RECORDED DATA
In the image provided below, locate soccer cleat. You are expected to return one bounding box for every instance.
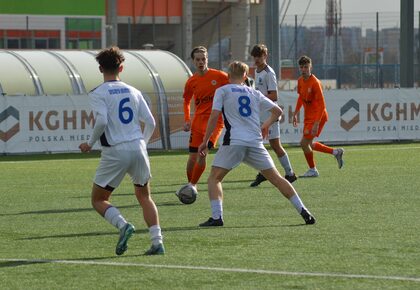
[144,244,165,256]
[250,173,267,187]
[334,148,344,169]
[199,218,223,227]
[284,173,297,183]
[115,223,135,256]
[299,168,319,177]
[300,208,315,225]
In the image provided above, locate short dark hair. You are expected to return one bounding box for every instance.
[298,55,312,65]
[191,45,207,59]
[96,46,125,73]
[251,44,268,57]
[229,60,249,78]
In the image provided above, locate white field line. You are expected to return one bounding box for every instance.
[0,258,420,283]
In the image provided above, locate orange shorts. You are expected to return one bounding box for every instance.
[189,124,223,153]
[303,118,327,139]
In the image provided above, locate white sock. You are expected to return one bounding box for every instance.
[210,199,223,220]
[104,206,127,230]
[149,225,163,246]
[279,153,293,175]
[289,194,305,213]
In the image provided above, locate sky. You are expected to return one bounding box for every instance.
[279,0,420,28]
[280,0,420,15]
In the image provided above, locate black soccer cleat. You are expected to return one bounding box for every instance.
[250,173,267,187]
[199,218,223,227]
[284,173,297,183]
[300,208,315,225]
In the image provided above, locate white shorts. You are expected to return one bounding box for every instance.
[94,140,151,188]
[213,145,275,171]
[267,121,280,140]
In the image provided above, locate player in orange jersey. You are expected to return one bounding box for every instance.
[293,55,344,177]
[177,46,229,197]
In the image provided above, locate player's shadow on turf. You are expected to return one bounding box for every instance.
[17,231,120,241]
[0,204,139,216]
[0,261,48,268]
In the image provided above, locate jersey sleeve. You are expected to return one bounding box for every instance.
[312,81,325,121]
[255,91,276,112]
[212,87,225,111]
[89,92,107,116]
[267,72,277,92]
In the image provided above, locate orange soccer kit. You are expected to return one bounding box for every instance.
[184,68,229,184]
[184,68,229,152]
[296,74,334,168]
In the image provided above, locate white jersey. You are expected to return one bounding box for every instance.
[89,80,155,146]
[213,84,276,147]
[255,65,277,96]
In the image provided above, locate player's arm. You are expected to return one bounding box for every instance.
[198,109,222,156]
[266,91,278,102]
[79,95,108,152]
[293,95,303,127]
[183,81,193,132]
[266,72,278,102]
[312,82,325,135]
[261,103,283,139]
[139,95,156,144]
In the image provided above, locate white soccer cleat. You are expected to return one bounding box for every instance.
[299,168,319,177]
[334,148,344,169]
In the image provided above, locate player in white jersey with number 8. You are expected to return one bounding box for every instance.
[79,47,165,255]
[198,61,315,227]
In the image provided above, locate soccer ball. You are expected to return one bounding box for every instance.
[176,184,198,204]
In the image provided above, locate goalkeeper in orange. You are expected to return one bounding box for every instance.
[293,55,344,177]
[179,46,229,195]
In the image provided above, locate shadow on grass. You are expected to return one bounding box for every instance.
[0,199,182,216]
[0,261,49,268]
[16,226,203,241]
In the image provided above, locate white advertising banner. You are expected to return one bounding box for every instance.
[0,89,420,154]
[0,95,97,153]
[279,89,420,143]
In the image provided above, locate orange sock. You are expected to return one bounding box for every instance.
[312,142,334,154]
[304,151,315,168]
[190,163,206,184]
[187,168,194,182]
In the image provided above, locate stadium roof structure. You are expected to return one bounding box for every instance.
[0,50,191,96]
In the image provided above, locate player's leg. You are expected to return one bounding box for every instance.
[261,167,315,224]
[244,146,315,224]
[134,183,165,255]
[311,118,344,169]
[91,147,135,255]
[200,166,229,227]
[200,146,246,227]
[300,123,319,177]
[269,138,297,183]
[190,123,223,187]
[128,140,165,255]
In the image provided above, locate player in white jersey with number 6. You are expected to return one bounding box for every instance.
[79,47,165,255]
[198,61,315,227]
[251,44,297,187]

SHORT EXERCISE
Write out all the entries again with "mark" substituted for every "locate" and nothing else changed. Leave the pictures out.

TASK RESULT
In the image provided below, mark soccer cleat. You are expected to return one bounding box for every instance.
[144,244,165,256]
[250,173,267,187]
[334,148,344,169]
[199,218,223,227]
[284,173,297,183]
[115,223,135,256]
[299,168,319,177]
[300,208,315,225]
In the image provided above, mark short dark hair. You are expected to return one bounding box for every instance.
[298,55,312,65]
[191,45,207,59]
[96,46,125,73]
[251,44,268,57]
[229,60,249,78]
In the image provided above, mark white field line. You are expected to return one bounding box for every instance.
[0,258,420,283]
In the image provided above, mark orange shorts. You are expected to return one bounding box for every instance.
[189,124,223,153]
[303,118,327,139]
In the image provided above, mark white sock. You are expected to return one bounding box for every instance.
[210,199,223,220]
[104,206,127,230]
[149,225,163,246]
[279,153,293,175]
[289,194,305,213]
In the image provided above, mark sky. You are expected to return one bounding box for every instance.
[279,0,420,28]
[280,0,420,15]
In the image provided above, mark black soccer cleat. You are expected to return one bounding box for every instance.
[250,173,267,187]
[199,218,223,227]
[284,173,297,183]
[300,208,315,225]
In the image provided above, mark white shorts. You are expected to return one bounding box for every instance.
[94,140,151,188]
[213,145,275,171]
[267,121,280,140]
In the image provided above, mark player in orange jersey. You are expected to return one bounding box for every instance.
[293,55,344,177]
[177,46,229,197]
In the image provided above, mark player's shadow on turf. You are expected to return one bounding box for every instance.
[17,231,120,241]
[0,204,139,216]
[0,261,48,268]
In the image provided above, mark jersey sleeve. You are expected to return one bounding box for every instance.
[312,81,325,121]
[255,91,276,112]
[212,87,225,111]
[89,92,107,116]
[267,72,277,92]
In the image provided above, mark orange soccer kit. You are expected to return one bounding box for every instance.
[184,68,229,184]
[184,68,229,152]
[296,74,334,168]
In the image provided above, mark white jersey. You are expected to return one bounding box for every instance.
[89,80,155,146]
[213,84,276,147]
[255,65,277,96]
In the image provided above, mark player's arm. You are expected to return one bounding box for every instance.
[198,109,222,156]
[266,91,278,102]
[79,95,108,152]
[293,95,303,127]
[183,81,193,132]
[266,72,278,102]
[312,82,325,135]
[261,103,283,139]
[139,95,156,144]
In the image provided above, mark white soccer cleat. You are expected to return one bounding box for every instance.
[299,168,319,177]
[334,148,344,169]
In the image provided above, mark player in white jersey with number 8. You are expected to return one bounding box for every instance.
[79,47,165,255]
[198,61,315,227]
In the image provided above, mark soccer ball. You are expected to return one bounding box for every instance.
[176,184,198,204]
In the image provided above, mark goalkeeper in orange. You are expected to return one bounding box for every instance.
[293,55,344,177]
[179,46,229,195]
In the image provided above, mark shadow on grass. You are expected to return one bounding box for every instance.
[0,199,182,216]
[0,261,49,268]
[16,226,203,241]
In the image provided above, mark white advertising banner. You are expected to return one bounding box for every instance.
[0,89,420,154]
[0,95,97,153]
[279,89,420,143]
In the image provided above, mark orange sock. You are expected to return one bounding box for every instance.
[312,142,334,154]
[304,151,315,168]
[190,163,206,184]
[187,168,194,182]
In the image provided above, mark stadium roof structure. You are expected to return one bounding box for every instance.
[0,50,191,96]
In the image provided above, mark player's leg. You are expected to return one bounding box for every instance.
[261,167,315,224]
[244,146,315,224]
[134,183,165,255]
[311,118,344,169]
[91,147,135,255]
[200,166,229,227]
[200,146,246,227]
[300,123,319,177]
[269,138,297,183]
[190,123,223,187]
[128,140,165,255]
In the image provided above, mark player in white jersey with number 6. You are expected to return one bounding box for every instance.
[79,47,165,255]
[198,61,315,227]
[251,44,297,187]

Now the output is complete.